■ EXERCISE OBJECTIVE ■
Transcribe each of the rows below word for word, omitting the pictures.
::::::::::
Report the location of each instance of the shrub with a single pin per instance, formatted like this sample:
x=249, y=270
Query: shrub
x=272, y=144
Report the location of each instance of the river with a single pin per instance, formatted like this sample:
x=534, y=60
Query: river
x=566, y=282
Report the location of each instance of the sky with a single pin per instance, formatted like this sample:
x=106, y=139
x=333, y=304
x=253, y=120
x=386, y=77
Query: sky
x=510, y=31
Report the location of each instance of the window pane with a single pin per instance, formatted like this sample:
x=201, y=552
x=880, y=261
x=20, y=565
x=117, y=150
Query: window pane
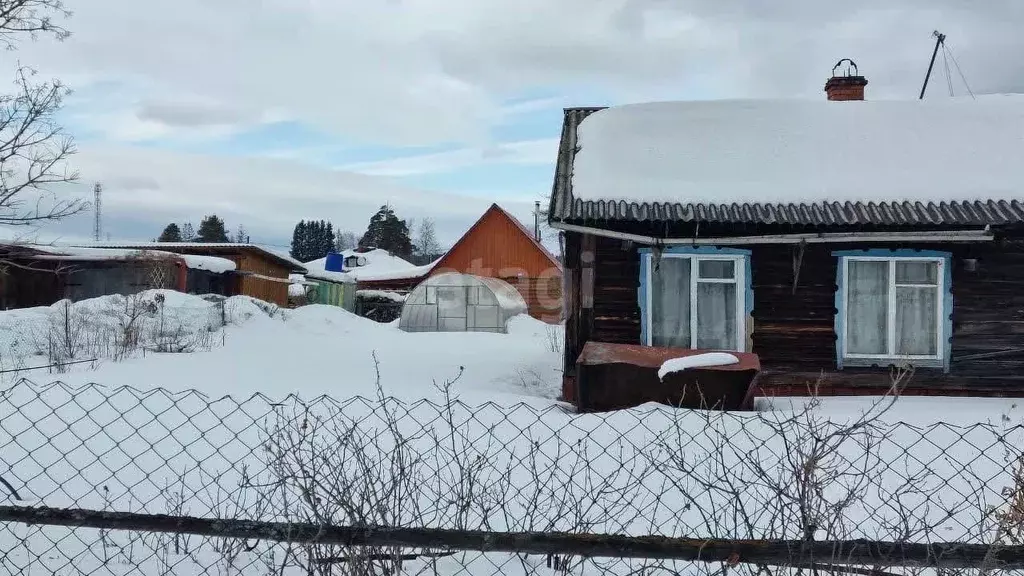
x=670, y=314
x=716, y=316
x=916, y=321
x=867, y=312
x=916, y=273
x=716, y=269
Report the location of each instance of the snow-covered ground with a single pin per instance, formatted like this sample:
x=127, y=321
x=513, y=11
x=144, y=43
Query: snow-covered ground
x=158, y=434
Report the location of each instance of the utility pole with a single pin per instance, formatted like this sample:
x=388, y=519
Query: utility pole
x=939, y=40
x=97, y=206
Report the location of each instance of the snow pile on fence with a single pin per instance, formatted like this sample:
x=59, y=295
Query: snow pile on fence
x=381, y=295
x=118, y=327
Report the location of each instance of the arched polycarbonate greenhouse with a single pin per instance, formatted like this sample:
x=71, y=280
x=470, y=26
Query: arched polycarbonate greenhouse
x=461, y=302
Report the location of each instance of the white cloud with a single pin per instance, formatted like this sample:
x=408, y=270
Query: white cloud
x=144, y=189
x=525, y=152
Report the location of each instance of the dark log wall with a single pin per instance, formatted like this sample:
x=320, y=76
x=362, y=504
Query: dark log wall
x=794, y=330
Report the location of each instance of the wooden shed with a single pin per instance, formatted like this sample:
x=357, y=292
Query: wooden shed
x=499, y=246
x=262, y=273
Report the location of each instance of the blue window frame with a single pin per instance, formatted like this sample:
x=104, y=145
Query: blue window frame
x=696, y=297
x=893, y=306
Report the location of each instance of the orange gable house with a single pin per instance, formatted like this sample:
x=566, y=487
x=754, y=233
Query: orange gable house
x=499, y=246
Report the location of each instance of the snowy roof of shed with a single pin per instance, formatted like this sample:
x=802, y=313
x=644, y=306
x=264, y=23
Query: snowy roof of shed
x=809, y=162
x=211, y=247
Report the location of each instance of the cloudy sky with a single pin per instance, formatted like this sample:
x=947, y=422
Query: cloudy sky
x=270, y=111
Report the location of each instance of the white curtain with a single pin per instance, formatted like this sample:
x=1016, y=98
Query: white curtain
x=916, y=321
x=867, y=310
x=670, y=314
x=716, y=316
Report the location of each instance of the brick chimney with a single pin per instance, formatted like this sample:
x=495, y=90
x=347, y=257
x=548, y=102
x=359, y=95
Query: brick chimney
x=848, y=86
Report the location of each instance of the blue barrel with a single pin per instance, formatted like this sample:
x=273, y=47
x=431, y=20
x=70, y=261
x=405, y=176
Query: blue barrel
x=335, y=261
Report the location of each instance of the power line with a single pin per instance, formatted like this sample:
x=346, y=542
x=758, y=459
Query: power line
x=949, y=77
x=97, y=192
x=958, y=71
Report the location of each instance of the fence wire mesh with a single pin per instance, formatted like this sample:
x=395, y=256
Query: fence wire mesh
x=770, y=477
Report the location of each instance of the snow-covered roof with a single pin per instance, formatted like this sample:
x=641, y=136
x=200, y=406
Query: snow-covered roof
x=381, y=264
x=732, y=160
x=180, y=247
x=796, y=151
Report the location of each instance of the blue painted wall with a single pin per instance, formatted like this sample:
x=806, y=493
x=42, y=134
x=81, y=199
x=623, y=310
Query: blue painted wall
x=645, y=262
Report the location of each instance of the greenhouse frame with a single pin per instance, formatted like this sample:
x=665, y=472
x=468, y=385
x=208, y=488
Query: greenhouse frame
x=461, y=302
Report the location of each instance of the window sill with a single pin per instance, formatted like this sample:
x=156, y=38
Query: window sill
x=887, y=362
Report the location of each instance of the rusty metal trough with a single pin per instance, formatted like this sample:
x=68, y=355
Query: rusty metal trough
x=620, y=376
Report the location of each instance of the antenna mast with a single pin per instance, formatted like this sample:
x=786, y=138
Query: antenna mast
x=940, y=39
x=97, y=205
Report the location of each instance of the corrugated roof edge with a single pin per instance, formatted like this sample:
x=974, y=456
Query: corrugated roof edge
x=564, y=206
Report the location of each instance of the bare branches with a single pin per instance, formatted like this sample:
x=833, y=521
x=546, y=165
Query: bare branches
x=31, y=17
x=34, y=149
x=34, y=154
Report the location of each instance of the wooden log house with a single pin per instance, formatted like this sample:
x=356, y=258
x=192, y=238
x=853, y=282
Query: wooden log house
x=835, y=240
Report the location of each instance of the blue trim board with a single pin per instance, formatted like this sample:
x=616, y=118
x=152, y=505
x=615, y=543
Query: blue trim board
x=645, y=254
x=947, y=294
::::::::::
■ EXERCISE OUTPUT ■
Report the location of each instance of the shrub with a single pin per instance, formatted like this sample:
x=249, y=270
Query: shrub
x=272, y=144
Report the location of each instance of the river with a single pin per instance, formatted like this sample:
x=534, y=60
Query: river
x=566, y=282
Report the location of each instance of the sky with a single pin per instance, formatted like this sample:
x=106, y=139
x=333, y=304
x=253, y=120
x=386, y=77
Query: sky
x=510, y=31
Report the location of each instance of the window pane with a single pin per instance, formatted like this sample:
x=201, y=552
x=880, y=261
x=20, y=565
x=117, y=150
Query: window pane
x=670, y=314
x=716, y=316
x=916, y=321
x=867, y=312
x=916, y=273
x=716, y=269
Report the location of each instance of the snow-covered ground with a single pin per instance, formatted like this sample:
x=127, y=321
x=513, y=11
x=144, y=43
Query: snow-covered ground
x=158, y=434
Report the location of each instance of the utility pole with a single pin per instance, formatted like this sample:
x=388, y=519
Query: utility pole
x=939, y=40
x=97, y=206
Report the location of each instance of the snow pile on fence with a single pin per instance, formatted like this sample:
x=59, y=295
Query: snow pile on fence
x=381, y=295
x=118, y=327
Report the location of each instance of the arched polycarbonate greenhouse with a single pin per instance, formatted like this sample:
x=71, y=280
x=470, y=26
Query: arched polycarbonate greenhouse
x=461, y=302
Report the location of each instance of the white cloud with a single pin per instance, formatted like this sample:
x=408, y=270
Query: white cloud
x=144, y=189
x=525, y=152
Report the location of each instance of the dark log wall with a single pin per instance, formatted like this sample:
x=320, y=76
x=362, y=504
Query: dark log wall
x=794, y=330
Report the location of each instance of the wooden shed with a single pin per instance, formatted like this sample:
x=357, y=292
Query: wooden shed
x=499, y=246
x=262, y=273
Report the location of each instance of the blue window frame with a single pin per instance, formatted like this sample:
x=104, y=145
Query: blue window frame
x=696, y=297
x=893, y=306
Report the location of each instance of the orange gable house with a single pin per instance, formatted like this sample:
x=566, y=487
x=754, y=233
Query: orange gable house
x=499, y=246
Report the location of each instance of the snowy roof of shed with a single pin per instance, formatted like this sample:
x=802, y=313
x=644, y=306
x=264, y=23
Query: snowy roof of shed
x=809, y=162
x=211, y=247
Report the location of each instance of the cloudy sky with a single pin per instance, formatted like this sample:
x=947, y=422
Query: cloudy sky
x=270, y=111
Report the location of each instance of the white curtain with a single pin per instance, formatted like this sample:
x=1016, y=98
Query: white curtain
x=916, y=321
x=867, y=310
x=670, y=314
x=716, y=316
Report the location of each instance of the brick chimney with a single pin per instance, formatted like this sample:
x=495, y=90
x=347, y=257
x=548, y=102
x=359, y=95
Query: brick chimney
x=848, y=86
Report the location of each instance of the blue barrel with a single pin per instance, formatted like this sample:
x=273, y=47
x=431, y=20
x=70, y=261
x=405, y=176
Query: blue barrel
x=335, y=261
Report the location of each instance of the power line with a single pin per instance, formatted like this sample:
x=346, y=542
x=758, y=459
Query: power line
x=949, y=77
x=97, y=192
x=958, y=71
Report the location of each instance of the fence wire mesh with a single pin per instance, formatted like this sample:
x=395, y=256
Query: fence wire mesh
x=770, y=477
Report the location of each instance of the snow-covered roof with a single pin per instance, formatted like this sample:
x=641, y=136
x=200, y=406
Query: snow-covered roof
x=381, y=264
x=732, y=160
x=180, y=247
x=796, y=151
Report the location of each instance of the blue painted wall with a single pin per instance, formatted like this sample:
x=806, y=493
x=42, y=134
x=81, y=199
x=623, y=310
Query: blue painted wall
x=645, y=262
Report the location of each instance of the greenhouse frame with a single pin per instance, formatted like this sample:
x=665, y=472
x=468, y=385
x=208, y=488
Query: greenhouse frame
x=461, y=302
Report the location of each instance of the window sill with a single pin per instance, formatted like this sample:
x=156, y=38
Query: window sill
x=887, y=362
Report the location of each instance of the rusty metal trough with a single pin per instance, formatted like this sample:
x=68, y=355
Query: rusty metal trough
x=620, y=376
Report the location of each instance of the antenna mast with a single pin per instance, formatted like this sample:
x=786, y=138
Query: antenna mast
x=940, y=39
x=97, y=205
Report the location of each instance of the corrugated roof edge with a single pin per instance, formatted like this sample:
x=974, y=456
Query: corrugated roof edge
x=564, y=206
Report the location of each instance of the bare branches with a single pin per instance, formatted like this sample:
x=833, y=521
x=546, y=165
Query: bare branches
x=31, y=17
x=34, y=149
x=34, y=154
Report the location of each instance of the wooden log house with a single pin per instance, formatted like this sample:
x=356, y=258
x=192, y=238
x=853, y=282
Query: wooden log house
x=835, y=240
Report the location of each instance of the blue trim board with a single pin per instance, formatted like this sample:
x=616, y=118
x=152, y=505
x=615, y=543
Query: blue trim board
x=645, y=254
x=947, y=294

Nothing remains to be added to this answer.